**Work to complete**
Every line of the entries below from the one containing "Target: kitchen island countertop" to the one containing "x=352, y=126", both ends included, must be written out exactly. No other line belongs in the answer.

**Records for the exercise**
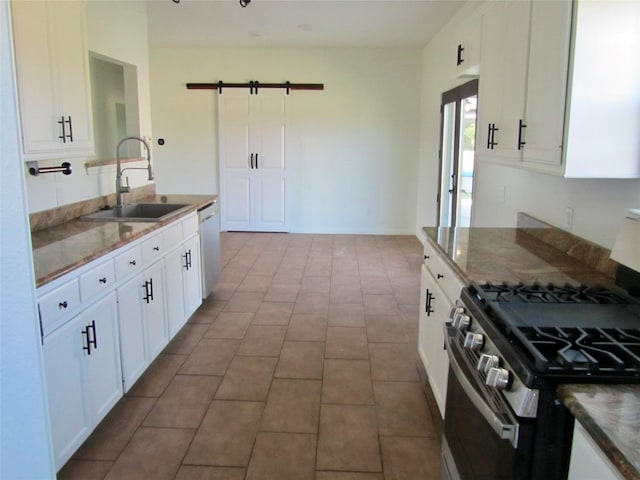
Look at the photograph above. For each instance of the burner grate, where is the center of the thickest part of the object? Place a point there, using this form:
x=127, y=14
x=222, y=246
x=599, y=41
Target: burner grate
x=551, y=293
x=580, y=350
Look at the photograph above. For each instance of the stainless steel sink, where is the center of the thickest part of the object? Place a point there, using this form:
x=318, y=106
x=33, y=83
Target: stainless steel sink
x=136, y=212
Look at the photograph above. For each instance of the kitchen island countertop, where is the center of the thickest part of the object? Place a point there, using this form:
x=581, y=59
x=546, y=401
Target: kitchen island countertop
x=61, y=249
x=609, y=413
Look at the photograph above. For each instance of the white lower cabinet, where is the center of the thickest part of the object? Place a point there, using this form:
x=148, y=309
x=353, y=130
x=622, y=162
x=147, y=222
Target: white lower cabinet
x=183, y=283
x=82, y=373
x=588, y=461
x=439, y=289
x=103, y=324
x=142, y=320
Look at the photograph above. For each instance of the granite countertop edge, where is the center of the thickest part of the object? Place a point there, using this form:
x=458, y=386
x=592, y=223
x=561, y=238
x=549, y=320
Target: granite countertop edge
x=601, y=410
x=590, y=404
x=68, y=230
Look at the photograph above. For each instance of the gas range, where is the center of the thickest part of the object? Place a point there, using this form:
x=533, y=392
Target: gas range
x=522, y=338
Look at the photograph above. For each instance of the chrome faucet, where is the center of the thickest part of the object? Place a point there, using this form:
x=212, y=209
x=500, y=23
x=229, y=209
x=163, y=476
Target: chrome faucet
x=120, y=189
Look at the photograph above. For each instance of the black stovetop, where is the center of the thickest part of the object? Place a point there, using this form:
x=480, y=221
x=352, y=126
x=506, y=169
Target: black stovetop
x=570, y=333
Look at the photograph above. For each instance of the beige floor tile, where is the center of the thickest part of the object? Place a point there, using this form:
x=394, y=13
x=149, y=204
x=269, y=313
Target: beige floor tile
x=184, y=403
x=248, y=378
x=307, y=328
x=262, y=340
x=255, y=283
x=153, y=382
x=348, y=476
x=210, y=357
x=191, y=472
x=385, y=329
x=186, y=339
x=312, y=303
x=402, y=409
x=273, y=313
x=301, y=360
x=114, y=432
x=244, y=302
x=152, y=453
x=283, y=456
x=226, y=434
x=348, y=439
x=292, y=406
x=229, y=325
x=315, y=284
x=282, y=292
x=84, y=470
x=411, y=458
x=375, y=284
x=289, y=275
x=347, y=382
x=393, y=362
x=347, y=342
x=383, y=304
x=346, y=315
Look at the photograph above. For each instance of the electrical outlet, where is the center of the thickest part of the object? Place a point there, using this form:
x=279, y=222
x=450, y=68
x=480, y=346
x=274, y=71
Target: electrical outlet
x=568, y=218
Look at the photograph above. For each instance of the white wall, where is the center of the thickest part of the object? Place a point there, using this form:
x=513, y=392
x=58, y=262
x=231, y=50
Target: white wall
x=118, y=30
x=599, y=205
x=25, y=442
x=353, y=147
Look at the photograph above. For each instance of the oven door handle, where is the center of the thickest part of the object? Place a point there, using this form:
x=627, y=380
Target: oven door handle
x=506, y=431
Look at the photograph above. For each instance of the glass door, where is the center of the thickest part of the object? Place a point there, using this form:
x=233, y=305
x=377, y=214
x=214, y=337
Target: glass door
x=457, y=155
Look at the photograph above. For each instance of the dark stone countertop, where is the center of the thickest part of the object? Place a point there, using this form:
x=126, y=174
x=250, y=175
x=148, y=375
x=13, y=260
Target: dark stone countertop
x=609, y=413
x=61, y=249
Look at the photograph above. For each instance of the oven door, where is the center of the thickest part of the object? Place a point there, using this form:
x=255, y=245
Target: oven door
x=483, y=439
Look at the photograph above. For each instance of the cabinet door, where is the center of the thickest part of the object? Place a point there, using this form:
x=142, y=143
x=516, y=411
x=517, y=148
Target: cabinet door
x=434, y=312
x=35, y=72
x=53, y=78
x=192, y=277
x=72, y=65
x=501, y=97
x=155, y=325
x=547, y=82
x=131, y=326
x=104, y=375
x=65, y=378
x=175, y=263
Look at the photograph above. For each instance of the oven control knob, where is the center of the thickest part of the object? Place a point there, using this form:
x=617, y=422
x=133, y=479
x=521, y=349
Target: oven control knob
x=461, y=321
x=453, y=311
x=487, y=362
x=498, y=378
x=474, y=341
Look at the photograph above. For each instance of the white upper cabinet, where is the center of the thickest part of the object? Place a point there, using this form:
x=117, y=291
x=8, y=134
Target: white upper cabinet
x=52, y=65
x=602, y=134
x=559, y=90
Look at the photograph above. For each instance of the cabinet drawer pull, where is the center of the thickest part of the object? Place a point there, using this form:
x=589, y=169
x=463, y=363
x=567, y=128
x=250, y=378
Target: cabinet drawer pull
x=460, y=60
x=521, y=143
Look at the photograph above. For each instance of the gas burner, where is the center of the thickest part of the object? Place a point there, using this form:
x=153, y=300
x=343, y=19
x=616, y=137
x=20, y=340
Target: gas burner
x=536, y=293
x=581, y=350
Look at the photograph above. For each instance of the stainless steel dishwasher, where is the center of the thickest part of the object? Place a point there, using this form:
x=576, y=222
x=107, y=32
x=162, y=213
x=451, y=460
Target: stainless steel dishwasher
x=209, y=217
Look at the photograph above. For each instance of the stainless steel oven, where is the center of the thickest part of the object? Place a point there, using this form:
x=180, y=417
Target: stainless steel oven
x=509, y=348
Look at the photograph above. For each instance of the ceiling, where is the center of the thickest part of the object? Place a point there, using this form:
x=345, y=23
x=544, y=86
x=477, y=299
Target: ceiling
x=297, y=23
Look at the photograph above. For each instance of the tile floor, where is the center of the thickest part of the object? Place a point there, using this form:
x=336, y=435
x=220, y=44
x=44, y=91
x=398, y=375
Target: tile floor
x=301, y=365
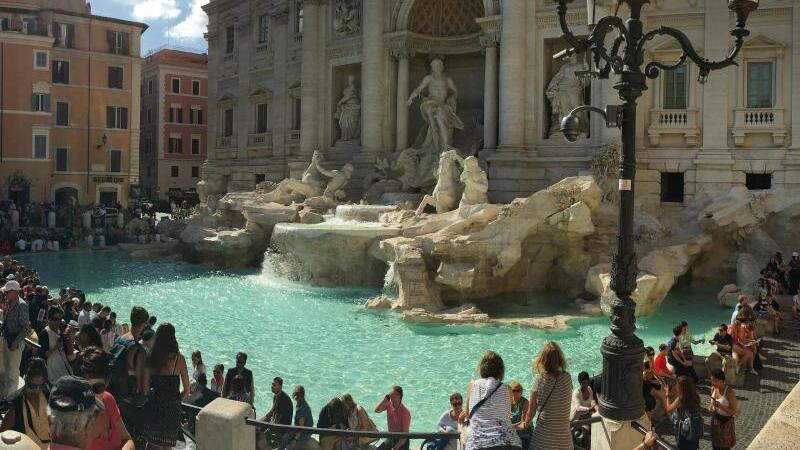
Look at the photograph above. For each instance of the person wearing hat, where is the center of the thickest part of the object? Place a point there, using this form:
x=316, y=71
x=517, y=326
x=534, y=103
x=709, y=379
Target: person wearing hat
x=16, y=328
x=74, y=414
x=28, y=412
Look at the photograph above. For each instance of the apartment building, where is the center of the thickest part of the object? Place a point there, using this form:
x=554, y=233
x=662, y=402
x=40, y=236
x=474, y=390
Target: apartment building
x=69, y=104
x=174, y=118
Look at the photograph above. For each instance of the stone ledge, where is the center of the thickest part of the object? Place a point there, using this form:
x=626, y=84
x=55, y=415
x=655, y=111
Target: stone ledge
x=782, y=430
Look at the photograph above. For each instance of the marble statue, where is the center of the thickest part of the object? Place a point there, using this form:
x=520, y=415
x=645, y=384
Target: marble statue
x=347, y=17
x=565, y=92
x=438, y=108
x=448, y=185
x=476, y=183
x=348, y=112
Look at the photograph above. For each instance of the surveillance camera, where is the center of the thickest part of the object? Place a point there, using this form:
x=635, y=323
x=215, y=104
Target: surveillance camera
x=571, y=128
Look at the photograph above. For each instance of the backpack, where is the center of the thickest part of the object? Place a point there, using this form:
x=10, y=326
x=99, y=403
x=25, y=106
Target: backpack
x=119, y=382
x=688, y=426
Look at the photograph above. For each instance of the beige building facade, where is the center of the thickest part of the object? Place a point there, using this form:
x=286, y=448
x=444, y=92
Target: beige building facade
x=279, y=71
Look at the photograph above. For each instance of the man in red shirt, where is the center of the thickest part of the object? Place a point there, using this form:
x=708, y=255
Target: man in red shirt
x=398, y=418
x=660, y=363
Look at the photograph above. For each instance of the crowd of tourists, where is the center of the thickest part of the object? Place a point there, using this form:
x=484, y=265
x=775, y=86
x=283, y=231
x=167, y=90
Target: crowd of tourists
x=96, y=383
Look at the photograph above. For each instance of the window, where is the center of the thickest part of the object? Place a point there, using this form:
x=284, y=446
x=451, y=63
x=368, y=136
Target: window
x=758, y=181
x=115, y=75
x=115, y=161
x=117, y=117
x=39, y=146
x=61, y=72
x=298, y=17
x=118, y=42
x=40, y=102
x=175, y=145
x=62, y=114
x=676, y=93
x=297, y=114
x=230, y=36
x=263, y=29
x=64, y=34
x=227, y=128
x=61, y=160
x=176, y=114
x=261, y=118
x=672, y=187
x=40, y=60
x=760, y=84
x=196, y=116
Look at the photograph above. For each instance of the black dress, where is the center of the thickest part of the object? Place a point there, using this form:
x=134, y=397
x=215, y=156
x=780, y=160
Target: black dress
x=163, y=421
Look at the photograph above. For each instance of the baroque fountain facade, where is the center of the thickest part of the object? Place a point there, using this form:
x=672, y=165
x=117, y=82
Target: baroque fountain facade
x=416, y=143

**Answer area**
Target: kitchen island countertop
x=61, y=249
x=609, y=413
Look at the photograph above. For each instance of the white lower cabinet, where is the center of the thickest part of the object? Place a point there, using this form:
x=148, y=309
x=353, y=130
x=622, y=162
x=147, y=222
Target: white lower cabinet
x=183, y=283
x=82, y=373
x=588, y=461
x=439, y=289
x=103, y=324
x=142, y=320
Look at the photograph above. For each instance of the granite countertop edge, where is the center of the thickest part of the object? Place a point there, using this form:
x=458, y=386
x=592, y=223
x=561, y=238
x=549, y=320
Target: granite countertop edge
x=601, y=410
x=590, y=404
x=68, y=230
Look at the photograph above. For each instance of the gas range, where is the center of the thickest part of the object? Place a point there, using this form:
x=533, y=392
Target: gas range
x=522, y=338
Look at the photograph above. For each instance of the chrome faucet, where is the center of the thickest part of the object? Place a point there, using this form:
x=212, y=209
x=500, y=23
x=229, y=209
x=163, y=476
Target: chrome faucet
x=120, y=189
Look at the photograph above. For each instance of the black stovetop, where is the center of the thickest part of the object? Place a point there, using this form:
x=480, y=221
x=352, y=126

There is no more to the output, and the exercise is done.